:: Requirement 1 ::
Please copy the rows running from the one containing "Where can you see the stadium" through the last row, both included, requests and all, shifting every coordinate in the answers by -122.

:: Extract provided ::
________________________________________
[foreign-memaccess+abi] RFR: 8268743: Require a better way for copying data between MemorySegments and on-heap arrays

Wed Jun 16 08:57:20 UTC 2021

On 16/06/2021 08:49, Uwe Schindler wrote:
> On Tue, 15 Jun 2021 11:56:26 GMT, Maurizio Cimadamore <mcimadamore at openjdk.org> wrote:
>
>> After some investigation, it seems that escape analysis is defeated in cases where a new heap segment is created fresh just before performing a bulk copy.
>>
>> This is caused by the fact that, on segment creation, we perform this test:
>>
>>
>> static int defaultAccessModes(long size) {
>>          return (enableSmallSegments && size < Integer.MAX_VALUE) ?
>>                  SMALL : 0;
>>      }
>>
>>
>> To make sure that segments whose size fits in an `int` do not incur in penalties associated with lack of optimizations over long loop bound check optimizations.
>>
>> Unfortunately, this logic is control flow logic, and control flow disables escape analysis optimizations.
>>
>> For segment wrappers around byte arrays we can workaround by removing the check (all byte segments are small by definition, since there's a 1-1 mapping between logical elements and physical bytes). For other segment kinds we cannot do much.
>>
>> While it would be possible, in principle, to resort to more complex bound checks for heap segments, we believe the way forward is to eliminate the need for "small" segments, which will be possible once the PR below is completed:
>>
>> https://github.com/openjdk/jdk/pull/2045
> Hi,
>
> we have clearly seen the allocation, but maybe bring some other part into the game: our segments are in a shared ResourceScope.
Shared scope shouldn't affect allocation profile. And slicing with 
shared scopes doesn't cost extra, only closing shared scope costs extra. 
So I think we can rule this out.
________________________________________
:: Working data ::

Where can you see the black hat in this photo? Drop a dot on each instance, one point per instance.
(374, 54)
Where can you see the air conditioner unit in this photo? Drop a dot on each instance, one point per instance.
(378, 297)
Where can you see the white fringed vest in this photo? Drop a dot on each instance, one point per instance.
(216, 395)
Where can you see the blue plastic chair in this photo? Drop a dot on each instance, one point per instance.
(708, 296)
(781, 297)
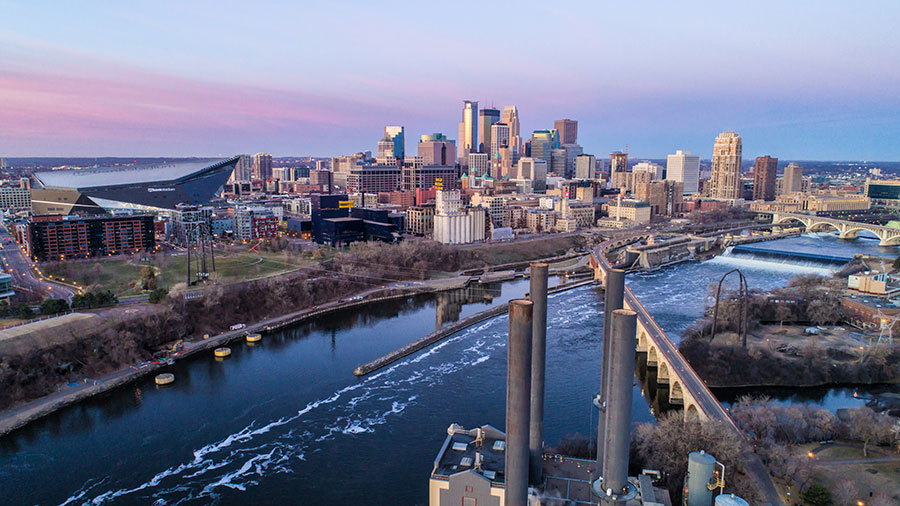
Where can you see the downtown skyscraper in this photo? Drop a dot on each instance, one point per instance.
(684, 168)
(468, 131)
(725, 183)
(764, 178)
(568, 131)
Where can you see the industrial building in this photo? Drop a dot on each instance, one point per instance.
(486, 466)
(58, 237)
(157, 187)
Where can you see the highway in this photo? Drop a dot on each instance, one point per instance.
(690, 381)
(21, 269)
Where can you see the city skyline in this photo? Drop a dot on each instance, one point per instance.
(183, 80)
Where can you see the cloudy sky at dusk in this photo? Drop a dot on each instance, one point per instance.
(798, 79)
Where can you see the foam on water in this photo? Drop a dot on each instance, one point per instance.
(241, 459)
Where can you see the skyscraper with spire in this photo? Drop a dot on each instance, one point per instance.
(486, 118)
(725, 183)
(468, 132)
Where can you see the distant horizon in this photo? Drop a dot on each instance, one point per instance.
(811, 80)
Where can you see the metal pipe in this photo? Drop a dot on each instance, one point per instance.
(538, 370)
(614, 299)
(518, 401)
(618, 413)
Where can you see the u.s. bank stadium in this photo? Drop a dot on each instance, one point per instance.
(158, 187)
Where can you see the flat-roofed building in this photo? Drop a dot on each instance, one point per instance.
(374, 178)
(420, 220)
(15, 199)
(683, 167)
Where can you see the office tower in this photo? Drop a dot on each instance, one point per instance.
(396, 134)
(618, 162)
(725, 182)
(479, 165)
(499, 139)
(486, 118)
(436, 149)
(572, 151)
(262, 166)
(654, 169)
(535, 170)
(510, 116)
(499, 148)
(386, 151)
(793, 179)
(242, 169)
(558, 162)
(541, 144)
(585, 167)
(468, 131)
(568, 131)
(683, 167)
(764, 178)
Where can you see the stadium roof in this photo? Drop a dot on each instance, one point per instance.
(111, 176)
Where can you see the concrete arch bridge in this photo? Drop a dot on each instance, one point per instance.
(887, 236)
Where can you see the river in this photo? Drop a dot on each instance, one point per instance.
(286, 422)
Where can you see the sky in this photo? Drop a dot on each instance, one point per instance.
(804, 80)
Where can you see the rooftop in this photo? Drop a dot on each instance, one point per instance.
(459, 450)
(112, 176)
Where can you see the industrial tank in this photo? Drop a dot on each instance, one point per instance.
(730, 500)
(701, 467)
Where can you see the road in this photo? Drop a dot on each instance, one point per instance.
(21, 269)
(690, 381)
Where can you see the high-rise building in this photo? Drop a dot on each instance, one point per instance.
(486, 118)
(572, 152)
(479, 165)
(242, 169)
(541, 144)
(510, 116)
(793, 179)
(386, 151)
(535, 170)
(764, 178)
(396, 134)
(683, 167)
(568, 131)
(262, 166)
(436, 149)
(468, 131)
(654, 169)
(499, 151)
(618, 162)
(585, 167)
(725, 183)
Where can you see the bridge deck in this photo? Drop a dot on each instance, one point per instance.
(690, 381)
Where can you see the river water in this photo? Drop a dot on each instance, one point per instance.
(286, 422)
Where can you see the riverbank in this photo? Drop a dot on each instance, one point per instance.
(448, 330)
(27, 412)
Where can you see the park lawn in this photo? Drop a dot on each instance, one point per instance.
(113, 274)
(231, 267)
(116, 274)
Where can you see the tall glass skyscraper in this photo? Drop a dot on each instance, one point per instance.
(468, 131)
(396, 134)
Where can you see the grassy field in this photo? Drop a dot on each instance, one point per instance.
(122, 275)
(867, 477)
________________________________________
:: Requirement 2 ::
List every date-and-time stamp that appears in the mailing-list thread about copying data between MemorySegments and on-heap arrays.

:: Full answer 1 ::
Where can you see the stadium roof in this photo? Drop a dot on each instance, one point per instance.
(-11, 54)
Where can you see the concrete arch bridge in this photo? Drop a dot on each instance, one point per instance.
(765, 114)
Where can you see the river in this photo? Drop a dot on each instance, one point per instance.
(164, 300)
Where can you see the sky in this photo? Drop a dot on each instance, one point per instance.
(682, -42)
Where can you see the rooftop in this photo? Drop a dot on each instance, one point per instance.
(337, 328)
(-10, 54)
Where can you see the industrial tank in this photo? Drop a dot on each instance, one point per instance.
(608, 378)
(579, 345)
Where can you see the road in this photo? Drop a dot on each instance, one point per instance.
(-101, 147)
(568, 259)
Where can you see the high-rise building in this photo? Drop a dot on each instance, one point per instance.
(364, -4)
(450, 30)
(357, 43)
(120, 47)
(419, 22)
(388, -6)
(671, 57)
(264, 29)
(413, 48)
(642, 56)
(274, 12)
(561, 45)
(446, 9)
(140, 44)
(314, 27)
(346, 9)
(532, 47)
(377, 29)
(496, 40)
(463, 45)
(603, 61)
Where can you see the bridge deck in this photo? Drop a dot on each instance, one point per instance.
(568, 259)
Where can you see the river water in this photo? Drop a dot on each instance, one point per instance.
(164, 300)
Where can you see the riverbank in this photo? Drop a dot on each instance, one point per instance.
(326, 208)
(-95, 290)
Where can you see the park lawn in this photo? Drop a dot on each instance, one point per instance.
(-9, 152)
(109, 145)
(-6, 152)
Where can you see the tall glass skyscraper in this photo? Drop a dot on each instance, one point per instance.
(346, 9)
(274, 12)
Where can you see the grassy field in this photo? Drop a dot on each instance, one point per instance.
(0, 153)
(745, 355)

:: Full answer 2 ::
Wed Jun 16 08:57:20 UTC 2021
16/06/2021 08:49
Tue, 15 Jun 2021 11:56:26 GMT